Exercise description | Rewrite the lines below with every "wooden walkway" swapped for "timber boardwalk" and everything else left unchanged.

* start Raw records *

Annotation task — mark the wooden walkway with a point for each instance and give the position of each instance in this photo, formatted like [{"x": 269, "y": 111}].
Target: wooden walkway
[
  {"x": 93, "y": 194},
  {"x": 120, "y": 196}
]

* end Raw records *

Expected answer |
Annotation task — mark the timber boardwalk with a point for each instance and give the position of each instance in this photo, formatted like [{"x": 269, "y": 111}].
Target: timber boardwalk
[
  {"x": 93, "y": 194},
  {"x": 120, "y": 196}
]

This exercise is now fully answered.